Baby Loss Awareness Week took place this month, between the 9th and 15th of October. The week is an opportunity to spread awareness of baby loss and to remember the babies that families have sadly lost. The loss of a child unfortunately can impact many families across the UK. There are baby loss charities operating across the UK, researching the cause and offering support to families.
We spoke to bereaved parents from Newcastle, who wanted to share their experience of baby loss to continue spreading awareness.
Danielle Miller, 25, went into preterm labour five years ago with her first child Leyton unexpectedly at 25 weeks pregnant. “No words can describe what you feel at that very time,” she said. Danielle and her partner were told that there would be a possibility that Leyton may not survive. Once born, Leyton was taken to the NICU unit, he lived for two weeks and fought many issues but sadly lost his fight.
“My experience at the hospital was the best it could be. The care towards me and my son was amazing, and I appreciate them very much for everything they did to help us both during that time,” she said. Danielle explained that to lose a child at any age is horrific, but that as she was so young and a first time mother she felt that she really struggled. “I can remember a feeling of overwhelming anxiety and worry during our time in hospital,” she said.
We asked Danielle if she had any support from UK baby loss charities during or after her experience. She said she remembers being told about the charity SANDS, who focus on stillbirths and neonatal deaths. However, Danielle felt that the timing of being told about the charities could be improved, as she felt it was too soon after losing her child.
“It’s so raw losing a child that at the time, you won’t take any information given to you. Once you leave that hospital though, you really do feel so alone. The months and weeks after that are the hardest and unless you go looking for it, the support isn’t really there.” Danielle explained, adding that she thinks hospitals should ask if you would like your details to be passed on to charities, for support at a later date when you feel more capable of speaking. “The more the years go on the harder it is, support would be beneficial,” she added.

########

■ **Problem details**: From the article on baby loss, extract the passage that begins at the words "Danielle Miller, 25, went" and stops after the words "lost his fight.". The records have nothing to do with the article on baby loss.

########

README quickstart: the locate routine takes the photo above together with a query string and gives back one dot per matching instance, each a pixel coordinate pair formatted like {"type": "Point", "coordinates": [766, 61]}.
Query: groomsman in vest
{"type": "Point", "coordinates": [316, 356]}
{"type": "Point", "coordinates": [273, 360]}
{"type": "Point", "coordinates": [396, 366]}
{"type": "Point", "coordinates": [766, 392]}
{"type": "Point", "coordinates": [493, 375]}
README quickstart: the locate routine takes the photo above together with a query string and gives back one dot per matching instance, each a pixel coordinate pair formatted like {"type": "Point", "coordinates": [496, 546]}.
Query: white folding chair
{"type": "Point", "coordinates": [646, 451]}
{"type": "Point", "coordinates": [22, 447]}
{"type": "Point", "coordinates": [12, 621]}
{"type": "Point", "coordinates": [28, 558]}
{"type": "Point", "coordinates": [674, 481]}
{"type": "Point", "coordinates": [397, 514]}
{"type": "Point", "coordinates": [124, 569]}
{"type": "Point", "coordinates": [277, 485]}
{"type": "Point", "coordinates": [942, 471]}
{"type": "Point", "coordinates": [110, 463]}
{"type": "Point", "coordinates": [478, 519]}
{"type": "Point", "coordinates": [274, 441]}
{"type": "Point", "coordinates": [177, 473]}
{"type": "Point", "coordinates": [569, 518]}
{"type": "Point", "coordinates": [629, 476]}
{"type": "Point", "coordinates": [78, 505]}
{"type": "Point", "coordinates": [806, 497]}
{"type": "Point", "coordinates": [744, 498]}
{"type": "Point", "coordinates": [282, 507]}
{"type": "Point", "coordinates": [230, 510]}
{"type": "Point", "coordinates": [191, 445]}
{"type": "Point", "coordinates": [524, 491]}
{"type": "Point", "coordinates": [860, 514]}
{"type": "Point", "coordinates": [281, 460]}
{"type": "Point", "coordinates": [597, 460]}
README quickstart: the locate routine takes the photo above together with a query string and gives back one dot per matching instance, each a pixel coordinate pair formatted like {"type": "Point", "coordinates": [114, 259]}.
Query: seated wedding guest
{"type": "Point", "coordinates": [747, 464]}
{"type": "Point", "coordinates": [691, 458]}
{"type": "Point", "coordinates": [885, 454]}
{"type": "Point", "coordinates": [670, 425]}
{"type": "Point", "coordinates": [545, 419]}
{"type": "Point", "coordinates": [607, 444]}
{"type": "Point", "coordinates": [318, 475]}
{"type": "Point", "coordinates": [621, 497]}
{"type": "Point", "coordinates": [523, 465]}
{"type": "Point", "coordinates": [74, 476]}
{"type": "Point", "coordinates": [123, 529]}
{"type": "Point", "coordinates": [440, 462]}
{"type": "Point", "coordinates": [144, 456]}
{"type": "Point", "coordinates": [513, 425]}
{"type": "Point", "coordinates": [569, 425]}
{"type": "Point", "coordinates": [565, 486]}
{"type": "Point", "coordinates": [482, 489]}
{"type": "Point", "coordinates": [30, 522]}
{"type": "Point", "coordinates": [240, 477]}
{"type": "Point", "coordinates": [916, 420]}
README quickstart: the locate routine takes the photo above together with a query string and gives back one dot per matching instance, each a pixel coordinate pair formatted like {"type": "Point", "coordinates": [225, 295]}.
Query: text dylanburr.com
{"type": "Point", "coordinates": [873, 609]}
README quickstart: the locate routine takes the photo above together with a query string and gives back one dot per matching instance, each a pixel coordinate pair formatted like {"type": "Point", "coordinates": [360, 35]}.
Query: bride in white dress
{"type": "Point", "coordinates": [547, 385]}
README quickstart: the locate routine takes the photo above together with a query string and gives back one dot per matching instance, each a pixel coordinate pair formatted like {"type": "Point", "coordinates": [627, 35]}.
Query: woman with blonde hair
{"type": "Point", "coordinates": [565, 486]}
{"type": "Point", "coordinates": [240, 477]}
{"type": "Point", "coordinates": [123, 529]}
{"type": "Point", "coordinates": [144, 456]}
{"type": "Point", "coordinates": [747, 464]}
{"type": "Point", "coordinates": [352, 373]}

########

■ **Task answer**:
Danielle Miller, 25, went into preterm labour five years ago with her first child Leyton unexpectedly at 25 weeks pregnant. “No words can describe what you feel at that very time,” she said. Danielle and her partner were told that there would be a possibility that Leyton may not survive. Once born, Leyton was taken to the NICU unit, he lived for two weeks and fought many issues but sadly lost his fight.